**Passage to read**
Hi carl & Si,
Nothing is quicker than 0 ;-)
Actually, there are a couple of ways you can have even less pausing. But first some details about pause and why you might not want it to go faster.
Pause works by calculating a future clock value (which is clock i@+the pause value) and then it waits for clock i@ to exceed it. The wait loop is begin dup clock i@ - 0< until
That's why 0 pause will be faster because it will still wait until the clock has incremented. Of course, if your program has done quite a lot of work before you execute 0 pause then perhaps the clock will increment just as you go into the loop and it'll hardly additionally pause at all.
-1 pause won't be faster, because the built-in pause command treats -n pauses as "wait for n frames or until you press a key", so using it will generate erratic pauses. Note: the startup FIGnition logo uses -100 pause so you can cut it short by pressing a key.
One way to generate faster pauses is to use timer1. This runs at 2.5MHz so a pause of 1/100th of a second will be 25000 t1pause. The command to do this would be:
: t1pause tcnt1 i@ + begin dup tcnt1 i@ - 0< until drop ;
I can't remember the address of tcnt1 off-hand but I'll post that in my next message (it's in the atmega168 data sheet from atmel though).

**Entries**
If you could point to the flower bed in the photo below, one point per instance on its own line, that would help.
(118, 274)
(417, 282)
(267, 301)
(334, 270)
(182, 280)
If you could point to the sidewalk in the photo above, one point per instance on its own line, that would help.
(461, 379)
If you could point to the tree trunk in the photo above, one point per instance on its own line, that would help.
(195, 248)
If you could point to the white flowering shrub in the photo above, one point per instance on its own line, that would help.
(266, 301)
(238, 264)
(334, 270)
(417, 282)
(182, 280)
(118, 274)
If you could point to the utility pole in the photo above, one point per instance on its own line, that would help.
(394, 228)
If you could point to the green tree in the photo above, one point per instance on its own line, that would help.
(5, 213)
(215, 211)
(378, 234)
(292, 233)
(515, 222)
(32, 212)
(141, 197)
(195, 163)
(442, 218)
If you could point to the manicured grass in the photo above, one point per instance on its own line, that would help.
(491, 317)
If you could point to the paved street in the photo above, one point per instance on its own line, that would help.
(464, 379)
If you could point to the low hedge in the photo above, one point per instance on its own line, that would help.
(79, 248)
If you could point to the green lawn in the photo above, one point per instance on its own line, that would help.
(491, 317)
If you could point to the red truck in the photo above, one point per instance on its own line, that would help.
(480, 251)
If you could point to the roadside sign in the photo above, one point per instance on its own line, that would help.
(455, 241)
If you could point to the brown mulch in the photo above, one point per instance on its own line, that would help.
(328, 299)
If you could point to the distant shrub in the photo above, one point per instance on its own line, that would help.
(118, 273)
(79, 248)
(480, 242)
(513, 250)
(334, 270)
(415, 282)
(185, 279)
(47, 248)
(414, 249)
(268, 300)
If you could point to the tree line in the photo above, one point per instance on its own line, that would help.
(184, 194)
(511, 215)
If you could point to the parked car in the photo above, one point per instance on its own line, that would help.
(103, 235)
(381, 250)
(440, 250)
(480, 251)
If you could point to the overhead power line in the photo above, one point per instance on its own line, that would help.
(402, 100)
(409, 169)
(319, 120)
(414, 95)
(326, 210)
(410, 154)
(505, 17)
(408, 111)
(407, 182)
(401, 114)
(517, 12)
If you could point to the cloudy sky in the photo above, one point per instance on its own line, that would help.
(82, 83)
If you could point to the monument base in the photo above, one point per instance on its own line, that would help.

**Directives**
a) From the message about pausing, return the portion that begins at the words "Pause works by" and ends after "pause at all.".
b) According to the message about pausing, at what rate does timer1 run?
Rely solely on the message about pausing when working with the items.

**Problem solutions**
a)
Pause works by calculating a future clock value (which is clock i@+the pause value) and then it waits for clock i@ to exceed it. The wait loop is begin dup clock i@ - 0< until
That's why 0 pause will be faster because it will still wait until the clock has incremented. Of course, if your program has done quite a lot of work before you execute 0 pause then perhaps the clock will increment just as you go into the loop and it'll hardly additionally pause at all.

b) 2.5MHz